本文 -
━━━━━━━━━━

5月FOMC:パウエル議長は75bpの観測火消しも、市場は未だ警戒

5月3~4日開催の米連邦公開市場委員会(FOMC)では、市場予想通りFF誘導金利目標を0.75~1.0%へ引き上げた。50bp利上げは、2000年5月以来で初めてとなる。

パウエル米連邦準備制度理事会(FRB)議長は記者会見で、50bp利上げに際し「労働市場は極めて逼迫し、物価はあまりに高水準にあるため、政策金利を50bp引き上げ、継続的にそうすることが適切とみなした」と説明した。ただし、75bpをめぐっては「積極的に検討していない」と発言し、FF先物市場で高まる一段の大幅利上げ観測に否定的な見解を表明した

会見するパウエル議長 Fed HPより

声明文に視点を戻すと、ロシアによるウクライナ侵攻と中国のロックダウンの影響について指摘した。物価上昇圧力や供給制約だけでなく、経済への影響にも言及した。また、利上げ警戒を強調しつつ、コアPCEの上昇一服にも触れており、将来の利上げ幅への柔軟性確保へ向け地均しを行ったようにも見える。

━━━━━━━━━━

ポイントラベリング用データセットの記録

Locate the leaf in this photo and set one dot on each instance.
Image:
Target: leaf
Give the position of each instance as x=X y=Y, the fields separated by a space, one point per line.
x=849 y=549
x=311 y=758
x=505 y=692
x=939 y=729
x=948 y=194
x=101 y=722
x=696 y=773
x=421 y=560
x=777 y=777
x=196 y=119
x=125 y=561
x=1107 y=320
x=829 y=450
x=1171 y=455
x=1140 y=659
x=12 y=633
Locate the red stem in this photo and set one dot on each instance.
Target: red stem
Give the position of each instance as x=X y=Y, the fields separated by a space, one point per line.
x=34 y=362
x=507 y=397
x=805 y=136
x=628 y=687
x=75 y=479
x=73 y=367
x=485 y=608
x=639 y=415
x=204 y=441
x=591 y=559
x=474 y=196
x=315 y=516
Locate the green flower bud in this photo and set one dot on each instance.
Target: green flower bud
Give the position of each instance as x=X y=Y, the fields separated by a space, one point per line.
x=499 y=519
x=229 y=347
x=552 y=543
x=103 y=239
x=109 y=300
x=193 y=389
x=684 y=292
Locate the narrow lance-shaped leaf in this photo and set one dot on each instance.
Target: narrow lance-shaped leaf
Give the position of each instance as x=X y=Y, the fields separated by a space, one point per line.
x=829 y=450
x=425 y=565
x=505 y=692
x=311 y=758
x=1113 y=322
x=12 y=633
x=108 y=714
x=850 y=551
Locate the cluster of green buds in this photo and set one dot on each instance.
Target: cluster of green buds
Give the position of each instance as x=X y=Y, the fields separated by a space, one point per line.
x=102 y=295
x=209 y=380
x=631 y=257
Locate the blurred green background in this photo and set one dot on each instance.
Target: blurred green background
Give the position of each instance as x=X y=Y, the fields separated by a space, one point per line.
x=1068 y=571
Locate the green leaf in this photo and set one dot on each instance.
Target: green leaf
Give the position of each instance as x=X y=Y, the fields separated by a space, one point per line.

━━━━━━━━━━

設問 1 -
本文について、次の問いに答えなさい。
(a) 今回のFOMCで引き上げられたFF誘導金利目標は何%から何%か。
(b) 記者会見でパウエル議長は、75bpの利上げについて何と発言したか。
(c) 声明文は、どの二つの出来事の影響について指摘したか。
設問 2 - 本文の「会見するパウエル議長 Fed HPより」から「均しを行ったようにも見える。」までを、一字一句違えずに書き写して返しなさい。

解答例 1 -
(a) 0.75~1.0%
(b) 「積極的に検討していない」と発言した。
(c) ロシアによるウクライナ侵攻と中国のロックダウン

解答例 2 -
会見するパウエル議長 Fed HPより

声明文に視点を戻すと、ロシアによるウクライナ侵攻と中国のロックダウンの影響について指摘した。物価上昇圧力や供給制約だけでなく、経済への影響にも言及した。また、利上げ警戒を強調しつつ、コアPCEの上昇一服にも触れており、将来の利上げ幅への柔軟性確保へ向け地均しを行ったようにも見える。